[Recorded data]

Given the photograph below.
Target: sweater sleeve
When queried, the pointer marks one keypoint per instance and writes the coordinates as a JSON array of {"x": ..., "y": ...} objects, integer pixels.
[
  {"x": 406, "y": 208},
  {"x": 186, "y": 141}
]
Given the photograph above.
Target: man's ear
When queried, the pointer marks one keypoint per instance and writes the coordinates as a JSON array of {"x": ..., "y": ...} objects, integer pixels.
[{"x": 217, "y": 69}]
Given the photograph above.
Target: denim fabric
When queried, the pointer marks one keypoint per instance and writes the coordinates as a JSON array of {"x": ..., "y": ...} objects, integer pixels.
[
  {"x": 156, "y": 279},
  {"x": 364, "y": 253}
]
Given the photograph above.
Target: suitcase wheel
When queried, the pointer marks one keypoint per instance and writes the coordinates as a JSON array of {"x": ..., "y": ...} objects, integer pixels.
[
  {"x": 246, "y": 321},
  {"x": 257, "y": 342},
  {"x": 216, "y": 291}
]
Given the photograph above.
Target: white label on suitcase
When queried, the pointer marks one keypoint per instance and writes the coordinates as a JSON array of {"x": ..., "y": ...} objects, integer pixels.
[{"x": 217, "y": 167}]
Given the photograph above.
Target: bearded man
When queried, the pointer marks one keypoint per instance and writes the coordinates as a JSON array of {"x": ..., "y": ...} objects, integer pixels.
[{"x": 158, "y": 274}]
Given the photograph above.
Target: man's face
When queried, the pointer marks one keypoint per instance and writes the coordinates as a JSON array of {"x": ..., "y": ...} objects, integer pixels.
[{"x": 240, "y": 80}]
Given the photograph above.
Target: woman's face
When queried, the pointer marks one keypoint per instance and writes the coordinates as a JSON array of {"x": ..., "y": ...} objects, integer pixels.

(STATED PROBLEM) Extract each line of the material above that contains the string "Target". The match is case-sensitive.

(TASK SOLUTION)
Target: sweater sleeve
Target: man's ear
Target: denim fabric
Target: suitcase wheel
Target: white label on suitcase
Target: bearded man
Target: man's face
Target: woman's face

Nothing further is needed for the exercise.